--- Start ---
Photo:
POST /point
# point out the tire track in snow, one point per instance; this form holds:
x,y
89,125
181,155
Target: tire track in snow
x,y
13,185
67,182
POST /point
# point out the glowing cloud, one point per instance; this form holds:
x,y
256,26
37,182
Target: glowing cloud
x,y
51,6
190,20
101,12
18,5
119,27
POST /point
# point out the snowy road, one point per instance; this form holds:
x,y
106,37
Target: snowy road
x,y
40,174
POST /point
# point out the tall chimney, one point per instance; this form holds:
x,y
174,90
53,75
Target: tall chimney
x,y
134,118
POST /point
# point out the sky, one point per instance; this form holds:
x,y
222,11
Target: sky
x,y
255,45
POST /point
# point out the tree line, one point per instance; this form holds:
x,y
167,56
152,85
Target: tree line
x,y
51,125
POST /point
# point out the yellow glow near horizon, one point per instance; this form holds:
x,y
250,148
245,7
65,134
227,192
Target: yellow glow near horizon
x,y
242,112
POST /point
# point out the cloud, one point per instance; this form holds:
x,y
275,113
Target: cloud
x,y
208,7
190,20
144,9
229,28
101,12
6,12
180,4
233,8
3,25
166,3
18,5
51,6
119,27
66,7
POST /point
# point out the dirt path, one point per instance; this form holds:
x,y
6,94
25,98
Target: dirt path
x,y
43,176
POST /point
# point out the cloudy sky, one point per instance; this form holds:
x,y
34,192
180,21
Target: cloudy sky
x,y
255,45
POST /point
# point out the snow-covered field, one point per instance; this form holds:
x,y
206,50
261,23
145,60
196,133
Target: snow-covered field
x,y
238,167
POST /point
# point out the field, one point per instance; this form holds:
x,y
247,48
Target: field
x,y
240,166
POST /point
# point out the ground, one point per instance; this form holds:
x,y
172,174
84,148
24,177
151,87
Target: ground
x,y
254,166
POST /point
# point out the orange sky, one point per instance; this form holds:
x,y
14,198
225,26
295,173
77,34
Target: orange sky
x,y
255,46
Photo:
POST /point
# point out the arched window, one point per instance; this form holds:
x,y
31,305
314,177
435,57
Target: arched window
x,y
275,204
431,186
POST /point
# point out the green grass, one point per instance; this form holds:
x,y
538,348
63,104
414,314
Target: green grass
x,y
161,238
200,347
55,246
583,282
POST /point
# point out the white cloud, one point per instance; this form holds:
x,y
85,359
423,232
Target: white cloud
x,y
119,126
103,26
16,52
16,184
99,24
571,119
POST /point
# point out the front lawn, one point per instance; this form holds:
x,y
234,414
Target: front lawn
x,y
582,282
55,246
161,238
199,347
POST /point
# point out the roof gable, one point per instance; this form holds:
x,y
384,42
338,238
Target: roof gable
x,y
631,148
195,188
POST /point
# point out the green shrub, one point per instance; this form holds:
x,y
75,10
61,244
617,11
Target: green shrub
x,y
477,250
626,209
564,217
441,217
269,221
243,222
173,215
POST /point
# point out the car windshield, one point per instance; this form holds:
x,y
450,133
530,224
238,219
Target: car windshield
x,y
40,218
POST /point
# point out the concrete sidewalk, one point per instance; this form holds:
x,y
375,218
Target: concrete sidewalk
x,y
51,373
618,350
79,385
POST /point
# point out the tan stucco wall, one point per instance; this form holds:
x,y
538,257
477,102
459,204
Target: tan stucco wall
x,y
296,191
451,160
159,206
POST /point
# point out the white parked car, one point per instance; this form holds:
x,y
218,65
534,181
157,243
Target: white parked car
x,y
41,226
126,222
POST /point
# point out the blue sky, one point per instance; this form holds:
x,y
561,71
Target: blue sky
--- End ---
Written request: Repeat the material above in full, keeping every word.

Written response:
Photo:
POST /point
# point out the tire track in snow, one point per instance; this form holds:
x,y
89,125
181,155
Target: tire track in snow
x,y
13,185
67,182
POST /point
# point out the glowing cloud, one point per instance; this form holds:
x,y
256,26
37,182
Target: glowing cloud
x,y
51,6
190,20
101,12
18,5
119,27
POST /point
# point out the snowy road, one point per instance; this form holds:
x,y
106,37
Target: snowy road
x,y
40,174
POST /point
# point out the tall chimney, one point per instance; this form holds:
x,y
174,90
53,75
Target: tall chimney
x,y
134,118
POST /point
# point out the sky, one point per instance; this form holds:
x,y
222,11
Target: sky
x,y
255,45
POST /point
# point out the tree line, one point per instance; this form holds:
x,y
167,56
152,85
Target: tree line
x,y
51,125
POST /point
# point out the yellow glow near horizon, one point per instance; this form holds:
x,y
250,148
245,7
65,134
227,192
Target: yellow glow near horizon
x,y
242,112
POST /point
# point out the cloud, one point per instance; this form holds:
x,y
275,113
Target: cloud
x,y
208,7
190,20
144,9
229,28
101,12
6,12
180,4
233,8
3,25
166,3
18,5
51,6
119,27
66,7
POST /point
# point out the dirt path, one point per instance; this form holds:
x,y
6,94
25,98
Target: dirt path
x,y
43,176
POST /point
# point out the cloudy sky, one point per instance; this form holds:
x,y
34,192
180,21
Target: cloudy sky
x,y
255,45
POST /point
# point out the snow-covered field, one point per instance; this form holds:
x,y
206,50
261,23
145,60
196,133
Target: snow-covered field
x,y
238,167
POST /point
# point out the field, one point per instance; this form holds:
x,y
247,48
Target: field
x,y
240,166
POST /point
# point out the ground, one point per instance; this form holds:
x,y
172,174
84,148
24,177
151,87
Target: ground
x,y
254,166
POST /point
# point out the orange sky, one point per instance; this form holds:
x,y
14,198
225,26
295,173
77,34
Target: orange sky
x,y
255,46
Photo:
POST /point
# point out the arched window, one point per instance; this form holds:
x,y
31,305
314,177
435,57
Target: arched window
x,y
275,204
431,186
POST /point
# point out the green grass, one point per instance; this form holds:
x,y
538,348
63,104
414,314
Target: green grass
x,y
161,238
200,347
55,246
583,282
POST /point
# point out the white cloud, one point per instance; this form holds:
x,y
85,359
423,232
Target: white cloud
x,y
119,126
103,26
16,52
16,184
99,24
571,119
POST /point
# point out the front lawn, one point per instance; this form holds:
x,y
234,414
Target: front lawn
x,y
582,282
55,246
161,238
199,347
POST /point
# point out the roof gable, one point per instance; this form holds:
x,y
384,42
338,238
Target: roof gable
x,y
631,148
195,188
POST /point
# point out the green shrub, one point per instance; this form holds:
x,y
75,10
61,244
617,11
Target: green shrub
x,y
477,250
626,209
564,217
441,217
269,221
243,222
173,215
POST /point
# point out the car windshield, one point per instance; this form holds:
x,y
450,133
530,224
238,219
Target: car windshield
x,y
40,218
POST /point
# point out the concrete sidewalk, one point per instance; this form holds:
x,y
375,218
Target: concrete sidewalk
x,y
51,373
618,350
79,385
POST /point
# point out the tan stucco wall, one point per instance; this form holds:
x,y
538,257
477,102
459,204
Target: tan stucco wall
x,y
296,191
451,160
159,206
POST /point
# point out the white parked car, one point per instance; this form holds:
x,y
218,65
534,181
157,243
Target: white parked car
x,y
41,226
126,222
POST /point
# point out the blue sky, one point per instance; this form holds:
x,y
561,71
Target: blue sky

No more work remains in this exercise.